**Provided text:**
****************************************

Employees of every stripe walk down the hallways of your company every day. Each with their own perspective of your company's brand, and differing degrees of willingness to do something to champion it.
How do you identify the supporters and put them to work on behalf of your brand and your business? (They are intertwined -- but more of that in a future post.)
And how do you isolate the detractors so that they do no harm?
In a previous life as a brand marketer, I used to conduct brand overview sessions as part of my company's employee orientation program. With each batch of newbies, it was easy to pick out potential allies. They were the ones who asked the most questions, who weren't thumbing their crackberries or multi-tasking on their laptops (this must be one of the most insiduous diseases of corporate life). I would recruit the most promising brand champions from each business function, and appoint them as group leaders during annual brand rallies when we'd break out by function to draft brand marketing action plans. One of our most heartening rallies was in Korea when the whole office shut down for the day to rally around brand planning. (Thank you Gina & Jae-Yong!)
As for the detractors, well, they're harder to spot. To be fair, I believe no one deliberately sets out to destroy their company brand. They're just not that passionate about it. They view any investment in brand-building as taking away from what could have been used to expand the sales force, incentivise the channel, or put into the discretionary bonus pool. They're inclined to focus relentlessly on the current quarter, protesting (with some justification) that "there's no use investing in long-term brand-building if we don't hit enough targets to still be around for the long-term!" They're the ones who insist that demand-generation ads be focused 100% on precisely that -- with no leeway for brand-building.

****************************************

[Segmentation mask data]
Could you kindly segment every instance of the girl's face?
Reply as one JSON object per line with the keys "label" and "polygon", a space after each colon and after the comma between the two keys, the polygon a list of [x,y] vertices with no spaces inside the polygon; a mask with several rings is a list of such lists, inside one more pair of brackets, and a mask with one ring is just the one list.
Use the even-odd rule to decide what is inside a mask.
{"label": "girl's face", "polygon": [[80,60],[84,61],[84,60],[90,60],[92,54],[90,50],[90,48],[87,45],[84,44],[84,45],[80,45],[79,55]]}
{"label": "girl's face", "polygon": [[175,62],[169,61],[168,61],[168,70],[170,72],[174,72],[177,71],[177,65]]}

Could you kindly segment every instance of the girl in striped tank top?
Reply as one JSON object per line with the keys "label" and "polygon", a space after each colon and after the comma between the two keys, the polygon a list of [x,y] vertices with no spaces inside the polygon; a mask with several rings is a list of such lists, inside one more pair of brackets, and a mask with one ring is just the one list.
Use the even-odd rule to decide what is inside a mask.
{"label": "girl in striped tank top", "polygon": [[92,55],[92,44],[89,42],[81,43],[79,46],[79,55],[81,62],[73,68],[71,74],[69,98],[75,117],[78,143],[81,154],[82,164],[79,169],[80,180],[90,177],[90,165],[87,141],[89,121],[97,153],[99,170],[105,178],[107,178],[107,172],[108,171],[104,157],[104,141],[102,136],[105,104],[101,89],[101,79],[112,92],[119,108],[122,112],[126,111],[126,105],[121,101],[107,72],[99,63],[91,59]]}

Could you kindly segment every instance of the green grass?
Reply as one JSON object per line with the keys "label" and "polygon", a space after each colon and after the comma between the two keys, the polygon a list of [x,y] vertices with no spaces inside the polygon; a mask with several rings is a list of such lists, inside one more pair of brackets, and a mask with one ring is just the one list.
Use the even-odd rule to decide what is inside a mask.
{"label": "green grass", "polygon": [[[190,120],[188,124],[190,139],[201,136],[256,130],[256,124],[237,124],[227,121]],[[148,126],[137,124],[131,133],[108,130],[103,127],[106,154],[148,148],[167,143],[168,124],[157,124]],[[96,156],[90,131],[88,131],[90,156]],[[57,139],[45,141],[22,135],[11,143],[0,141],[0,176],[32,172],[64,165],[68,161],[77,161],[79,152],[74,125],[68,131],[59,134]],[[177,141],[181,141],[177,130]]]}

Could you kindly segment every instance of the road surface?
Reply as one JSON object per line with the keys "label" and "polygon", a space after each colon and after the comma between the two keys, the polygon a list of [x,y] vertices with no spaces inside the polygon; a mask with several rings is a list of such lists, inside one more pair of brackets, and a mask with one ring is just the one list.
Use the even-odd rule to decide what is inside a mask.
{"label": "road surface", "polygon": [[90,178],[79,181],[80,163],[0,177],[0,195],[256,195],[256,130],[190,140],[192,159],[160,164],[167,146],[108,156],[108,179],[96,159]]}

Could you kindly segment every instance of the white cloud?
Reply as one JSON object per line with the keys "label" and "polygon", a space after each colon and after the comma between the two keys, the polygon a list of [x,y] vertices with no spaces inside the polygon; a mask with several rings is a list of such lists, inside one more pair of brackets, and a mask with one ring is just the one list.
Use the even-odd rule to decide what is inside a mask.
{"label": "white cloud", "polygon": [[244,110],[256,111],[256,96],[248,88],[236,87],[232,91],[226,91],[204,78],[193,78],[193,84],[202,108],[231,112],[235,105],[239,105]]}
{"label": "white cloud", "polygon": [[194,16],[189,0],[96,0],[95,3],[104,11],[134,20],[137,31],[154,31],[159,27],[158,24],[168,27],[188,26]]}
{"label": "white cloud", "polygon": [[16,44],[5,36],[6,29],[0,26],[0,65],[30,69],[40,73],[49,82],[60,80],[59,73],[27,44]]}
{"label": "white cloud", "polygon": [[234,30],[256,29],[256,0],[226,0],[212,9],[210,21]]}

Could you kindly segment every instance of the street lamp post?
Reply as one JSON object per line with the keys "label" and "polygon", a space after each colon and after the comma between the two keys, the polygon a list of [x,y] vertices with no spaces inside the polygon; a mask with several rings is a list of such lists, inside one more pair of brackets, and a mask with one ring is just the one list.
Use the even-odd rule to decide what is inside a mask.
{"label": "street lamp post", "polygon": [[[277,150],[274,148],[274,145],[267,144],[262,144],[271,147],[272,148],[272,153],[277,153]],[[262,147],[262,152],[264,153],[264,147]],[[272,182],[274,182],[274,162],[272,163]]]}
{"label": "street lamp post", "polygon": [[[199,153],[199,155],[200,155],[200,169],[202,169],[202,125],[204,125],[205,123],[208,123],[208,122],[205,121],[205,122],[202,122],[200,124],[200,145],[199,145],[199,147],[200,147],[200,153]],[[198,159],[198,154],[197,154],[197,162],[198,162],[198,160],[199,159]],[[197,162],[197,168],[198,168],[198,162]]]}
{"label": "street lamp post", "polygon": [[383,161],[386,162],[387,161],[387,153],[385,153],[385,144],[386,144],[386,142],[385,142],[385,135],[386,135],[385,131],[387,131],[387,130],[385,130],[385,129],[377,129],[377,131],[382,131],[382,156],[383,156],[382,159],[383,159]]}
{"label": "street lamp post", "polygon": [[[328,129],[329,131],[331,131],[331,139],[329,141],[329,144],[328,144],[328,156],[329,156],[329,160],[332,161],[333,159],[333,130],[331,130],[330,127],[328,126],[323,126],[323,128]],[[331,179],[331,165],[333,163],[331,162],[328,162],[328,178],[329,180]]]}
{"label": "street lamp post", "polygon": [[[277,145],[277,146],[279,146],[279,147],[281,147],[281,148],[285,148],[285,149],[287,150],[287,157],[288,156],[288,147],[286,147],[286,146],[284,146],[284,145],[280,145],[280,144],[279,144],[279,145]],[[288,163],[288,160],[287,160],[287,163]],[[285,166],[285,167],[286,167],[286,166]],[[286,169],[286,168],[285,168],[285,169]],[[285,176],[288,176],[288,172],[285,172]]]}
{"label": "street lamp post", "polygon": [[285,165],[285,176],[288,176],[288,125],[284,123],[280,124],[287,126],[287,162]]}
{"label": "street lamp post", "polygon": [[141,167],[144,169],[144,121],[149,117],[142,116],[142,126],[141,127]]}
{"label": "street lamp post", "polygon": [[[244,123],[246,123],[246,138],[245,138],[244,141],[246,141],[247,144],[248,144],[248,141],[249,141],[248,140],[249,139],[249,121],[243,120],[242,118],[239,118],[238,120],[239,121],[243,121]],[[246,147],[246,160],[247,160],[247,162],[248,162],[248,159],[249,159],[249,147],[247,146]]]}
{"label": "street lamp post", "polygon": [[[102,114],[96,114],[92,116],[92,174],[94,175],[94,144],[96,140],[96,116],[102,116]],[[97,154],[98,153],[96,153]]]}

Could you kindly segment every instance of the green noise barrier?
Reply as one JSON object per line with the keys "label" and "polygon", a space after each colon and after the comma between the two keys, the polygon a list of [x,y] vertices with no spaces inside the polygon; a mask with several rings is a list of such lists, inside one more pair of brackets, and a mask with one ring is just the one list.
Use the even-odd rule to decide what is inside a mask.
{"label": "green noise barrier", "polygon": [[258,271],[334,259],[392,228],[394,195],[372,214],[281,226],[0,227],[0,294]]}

****************************************

**Your assignment:** Retype the text about employees as brand supporters and detractors in full, word for word.

**Answer area:**
Employees of every stripe walk down the hallways of your company every day. Each with their own perspective of your company's brand, and differing degrees of willingness to do something to champion it.
How do you identify the supporters and put them to work on behalf of your brand and your business? (They are intertwined -- but more of that in a future post.)
And how do you isolate the detractors so that they do no harm?
In a previous life as a brand marketer, I used to conduct brand overview sessions as part of my company's employee orientation program. With each batch of newbies, it was easy to pick out potential allies. They were the ones who asked the most questions, who weren't thumbing their crackberries or multi-tasking on their laptops (this must be one of the most insiduous diseases of corporate life). I would recruit the most promising brand champions from each business function, and appoint them as group leaders during annual brand rallies when we'd break out by function to draft brand marketing action plans. One of our most heartening rallies was in Korea when the whole office shut down for the day to rally around brand planning. (Thank you Gina & Jae-Yong!)
As for the detractors, well, they're harder to spot. To be fair, I believe no one deliberately sets out to destroy their company brand. They're just not that passionate about it. They view any investment in brand-building as taking away from what could have been used to expand the sales force, incentivise the channel, or put into the discretionary bonus pool. They're inclined to focus relentlessly on the current quarter, protesting (with some justification) that "there's no use investing in long-term brand-building if we don't hit enough targets to still be around for the long-term!" They're the ones who insist that demand-generation ads be focused 100% on precisely that -- with no leeway for brand-building.